**REQUIRED WORK:** Restate exactly, please, each line of the listing from the one with "of the paved" to the last, including both.

+++ DATA SUPPLIED

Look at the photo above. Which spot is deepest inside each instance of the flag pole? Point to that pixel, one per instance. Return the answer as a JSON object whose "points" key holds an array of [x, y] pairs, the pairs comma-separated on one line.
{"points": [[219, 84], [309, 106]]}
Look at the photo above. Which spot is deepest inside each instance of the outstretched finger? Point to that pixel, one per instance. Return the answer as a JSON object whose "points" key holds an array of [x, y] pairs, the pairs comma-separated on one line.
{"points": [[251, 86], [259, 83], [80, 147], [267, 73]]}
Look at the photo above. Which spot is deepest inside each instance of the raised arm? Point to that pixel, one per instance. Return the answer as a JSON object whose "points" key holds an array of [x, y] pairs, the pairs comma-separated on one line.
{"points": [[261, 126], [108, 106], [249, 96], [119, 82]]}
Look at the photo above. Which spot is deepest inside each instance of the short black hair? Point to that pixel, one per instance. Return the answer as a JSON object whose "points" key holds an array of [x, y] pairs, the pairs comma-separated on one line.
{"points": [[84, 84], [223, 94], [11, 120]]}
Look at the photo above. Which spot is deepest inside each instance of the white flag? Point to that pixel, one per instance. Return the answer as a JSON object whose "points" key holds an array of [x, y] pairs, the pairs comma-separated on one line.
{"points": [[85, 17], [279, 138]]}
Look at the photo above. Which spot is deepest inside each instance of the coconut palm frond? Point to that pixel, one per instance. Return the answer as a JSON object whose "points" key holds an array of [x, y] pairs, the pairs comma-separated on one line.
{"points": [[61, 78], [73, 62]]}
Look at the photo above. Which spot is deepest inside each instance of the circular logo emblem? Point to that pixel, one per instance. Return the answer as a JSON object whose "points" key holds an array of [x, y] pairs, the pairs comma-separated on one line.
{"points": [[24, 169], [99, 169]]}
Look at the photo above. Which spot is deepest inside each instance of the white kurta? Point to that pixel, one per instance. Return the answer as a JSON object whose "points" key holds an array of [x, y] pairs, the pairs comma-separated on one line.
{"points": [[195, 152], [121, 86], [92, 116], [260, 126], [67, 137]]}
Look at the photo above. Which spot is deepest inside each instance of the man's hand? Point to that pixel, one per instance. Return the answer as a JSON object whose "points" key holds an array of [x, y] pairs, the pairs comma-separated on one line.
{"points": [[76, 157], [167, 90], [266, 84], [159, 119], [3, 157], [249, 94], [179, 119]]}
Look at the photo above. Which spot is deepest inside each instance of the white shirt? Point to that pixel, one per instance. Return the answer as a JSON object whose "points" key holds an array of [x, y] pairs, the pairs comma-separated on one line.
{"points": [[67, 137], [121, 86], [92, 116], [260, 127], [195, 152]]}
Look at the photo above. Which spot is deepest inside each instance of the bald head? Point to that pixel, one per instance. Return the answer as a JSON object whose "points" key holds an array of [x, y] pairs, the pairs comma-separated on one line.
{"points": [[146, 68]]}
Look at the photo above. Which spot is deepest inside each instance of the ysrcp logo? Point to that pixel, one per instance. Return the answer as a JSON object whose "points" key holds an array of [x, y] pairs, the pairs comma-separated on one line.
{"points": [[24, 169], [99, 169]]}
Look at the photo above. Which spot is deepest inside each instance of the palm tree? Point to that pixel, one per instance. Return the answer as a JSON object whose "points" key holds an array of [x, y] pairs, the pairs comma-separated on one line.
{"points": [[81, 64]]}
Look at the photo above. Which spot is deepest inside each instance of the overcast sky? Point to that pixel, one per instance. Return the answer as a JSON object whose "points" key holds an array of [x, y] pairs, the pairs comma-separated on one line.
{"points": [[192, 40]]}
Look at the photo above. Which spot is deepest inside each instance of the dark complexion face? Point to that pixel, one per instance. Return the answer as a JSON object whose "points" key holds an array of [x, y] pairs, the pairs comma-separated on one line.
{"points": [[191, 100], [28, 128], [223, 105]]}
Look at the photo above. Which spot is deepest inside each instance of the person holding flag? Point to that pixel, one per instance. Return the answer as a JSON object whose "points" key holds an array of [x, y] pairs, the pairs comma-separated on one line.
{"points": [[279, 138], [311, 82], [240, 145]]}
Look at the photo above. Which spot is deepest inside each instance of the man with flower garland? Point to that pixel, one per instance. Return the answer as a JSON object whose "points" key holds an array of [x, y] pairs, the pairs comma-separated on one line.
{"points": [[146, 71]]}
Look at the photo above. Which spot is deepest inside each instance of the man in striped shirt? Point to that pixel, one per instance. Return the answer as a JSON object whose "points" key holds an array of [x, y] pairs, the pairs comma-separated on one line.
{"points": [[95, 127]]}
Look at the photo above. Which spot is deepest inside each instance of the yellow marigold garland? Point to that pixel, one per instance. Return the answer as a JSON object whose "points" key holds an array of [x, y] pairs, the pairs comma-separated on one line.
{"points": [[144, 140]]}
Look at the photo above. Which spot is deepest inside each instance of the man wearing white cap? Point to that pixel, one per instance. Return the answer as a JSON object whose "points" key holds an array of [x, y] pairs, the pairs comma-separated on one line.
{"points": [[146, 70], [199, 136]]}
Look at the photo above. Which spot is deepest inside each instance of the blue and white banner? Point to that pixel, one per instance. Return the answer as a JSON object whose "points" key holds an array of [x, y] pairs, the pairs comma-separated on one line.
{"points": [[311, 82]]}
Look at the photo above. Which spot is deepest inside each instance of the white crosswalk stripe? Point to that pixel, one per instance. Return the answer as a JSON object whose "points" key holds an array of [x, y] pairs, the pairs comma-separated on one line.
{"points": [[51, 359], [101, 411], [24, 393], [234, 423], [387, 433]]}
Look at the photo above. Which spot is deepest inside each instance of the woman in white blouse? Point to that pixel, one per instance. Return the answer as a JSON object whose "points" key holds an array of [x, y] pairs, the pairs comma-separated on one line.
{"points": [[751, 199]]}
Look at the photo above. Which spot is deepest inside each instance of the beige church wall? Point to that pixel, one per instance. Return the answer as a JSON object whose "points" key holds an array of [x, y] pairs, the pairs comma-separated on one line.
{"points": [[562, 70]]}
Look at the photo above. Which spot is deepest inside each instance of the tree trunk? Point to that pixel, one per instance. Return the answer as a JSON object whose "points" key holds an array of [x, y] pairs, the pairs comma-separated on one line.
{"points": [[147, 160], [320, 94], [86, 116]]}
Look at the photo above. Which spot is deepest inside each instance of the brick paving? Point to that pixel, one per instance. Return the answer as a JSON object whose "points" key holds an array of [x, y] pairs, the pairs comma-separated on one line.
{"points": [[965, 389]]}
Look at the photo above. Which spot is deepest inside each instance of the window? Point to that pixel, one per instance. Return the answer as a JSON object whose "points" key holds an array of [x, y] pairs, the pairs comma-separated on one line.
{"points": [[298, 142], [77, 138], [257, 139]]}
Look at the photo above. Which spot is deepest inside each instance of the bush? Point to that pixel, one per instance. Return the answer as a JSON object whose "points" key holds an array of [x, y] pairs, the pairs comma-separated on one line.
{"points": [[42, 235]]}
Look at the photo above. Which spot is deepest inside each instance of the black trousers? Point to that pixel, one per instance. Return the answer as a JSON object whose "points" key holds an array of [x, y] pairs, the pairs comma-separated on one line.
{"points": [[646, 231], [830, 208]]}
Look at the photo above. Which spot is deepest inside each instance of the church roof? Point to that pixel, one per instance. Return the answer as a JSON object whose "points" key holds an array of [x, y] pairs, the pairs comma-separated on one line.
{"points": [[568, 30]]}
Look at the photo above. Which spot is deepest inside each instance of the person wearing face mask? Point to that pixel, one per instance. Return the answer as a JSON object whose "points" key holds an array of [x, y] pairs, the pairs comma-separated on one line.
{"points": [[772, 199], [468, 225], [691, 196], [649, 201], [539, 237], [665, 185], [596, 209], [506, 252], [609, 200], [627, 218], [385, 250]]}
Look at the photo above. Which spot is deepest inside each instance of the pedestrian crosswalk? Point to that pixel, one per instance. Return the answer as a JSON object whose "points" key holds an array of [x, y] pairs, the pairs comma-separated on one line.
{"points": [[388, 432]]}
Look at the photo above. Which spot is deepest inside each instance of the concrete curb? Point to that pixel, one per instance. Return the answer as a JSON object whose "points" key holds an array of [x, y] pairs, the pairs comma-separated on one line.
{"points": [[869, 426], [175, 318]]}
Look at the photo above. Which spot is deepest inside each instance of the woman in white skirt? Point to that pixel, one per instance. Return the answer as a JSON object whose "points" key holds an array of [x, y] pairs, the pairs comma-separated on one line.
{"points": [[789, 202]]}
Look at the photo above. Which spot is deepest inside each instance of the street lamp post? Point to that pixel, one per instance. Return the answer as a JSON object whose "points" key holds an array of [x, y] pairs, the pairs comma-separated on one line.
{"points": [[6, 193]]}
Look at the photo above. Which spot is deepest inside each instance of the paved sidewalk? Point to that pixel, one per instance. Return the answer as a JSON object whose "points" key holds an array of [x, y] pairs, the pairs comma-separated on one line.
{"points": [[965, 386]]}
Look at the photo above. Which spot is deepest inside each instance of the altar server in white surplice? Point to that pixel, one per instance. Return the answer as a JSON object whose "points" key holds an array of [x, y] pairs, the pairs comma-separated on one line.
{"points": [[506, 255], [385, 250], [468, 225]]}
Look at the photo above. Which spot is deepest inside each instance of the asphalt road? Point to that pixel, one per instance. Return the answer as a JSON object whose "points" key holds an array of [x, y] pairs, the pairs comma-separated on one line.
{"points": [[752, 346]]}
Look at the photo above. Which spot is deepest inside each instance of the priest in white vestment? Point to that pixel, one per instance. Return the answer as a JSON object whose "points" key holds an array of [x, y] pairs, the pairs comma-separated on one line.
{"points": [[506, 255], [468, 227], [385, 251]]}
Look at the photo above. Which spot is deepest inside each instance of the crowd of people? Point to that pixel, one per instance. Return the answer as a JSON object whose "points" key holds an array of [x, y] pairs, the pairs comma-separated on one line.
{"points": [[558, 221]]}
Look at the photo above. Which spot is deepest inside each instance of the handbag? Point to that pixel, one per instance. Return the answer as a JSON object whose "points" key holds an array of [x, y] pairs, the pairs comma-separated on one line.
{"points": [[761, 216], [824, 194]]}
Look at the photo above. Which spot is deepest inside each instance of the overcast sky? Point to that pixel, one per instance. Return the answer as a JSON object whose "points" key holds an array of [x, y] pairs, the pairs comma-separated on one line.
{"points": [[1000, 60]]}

++++++

**RESPONSE TO THIS EXERCISE:**
Look at the photo above. Which spot is deepest inside each instance of the paved sidewalk? Point to that pixel, one per instance. Return the answer as a JSON object whose "points" key holds an array of [x, y] pairs, the pairs comma-separated on one line.
{"points": [[965, 386]]}
Look at the photo above. Which spot is deepest inside each instance of the altar server in white surplice? Point to that pixel, one per instance. Return the answer as a JSON object whose "points" key holds an array of [x, y] pairs, the pairs comma-separated on one line.
{"points": [[506, 255], [385, 250], [468, 225]]}
Look at the photo above. Which spot is deepest inside each instance of the asphalt road? Point to that pixel, one per instance. Return the answer as a JSON object whose "points" key holds an array of [x, y] pairs, the pairs comma-separated on one line.
{"points": [[752, 346]]}
Look at the photo above. Which spot is deepest inside each instance of the priest in white vestment? Point to that pixel, one per instance. Return the answer as a JSON object whose "points" key holds an array of [x, y] pairs, the pairs comma-separated on one line.
{"points": [[506, 255], [468, 227], [385, 251]]}
Look at the photo above. Which spot is deepest inside each instance of the crowd of people? Point to that pixel, one per instance. Return the answer as a JSON object whose "points" key holds an array of [x, y] pairs, the pairs comma-separated on one line.
{"points": [[558, 221]]}
Look at the photo above. Which spot is deepest inside each instance of the handbag? Point to that pixel, one per instance. Return the answer as a JSON object whose "points" key holds an array of [x, y] pairs, the pairs comma-separated on one line.
{"points": [[761, 216], [824, 194]]}
Look at the photo above. Which spot is deepest inside each instance of the overcast sky? Point to that pixel, one per instance. Return the answer as a JSON object whose "points" key holds an array of [x, y] pairs, the pairs comma-separated on one line.
{"points": [[1000, 60]]}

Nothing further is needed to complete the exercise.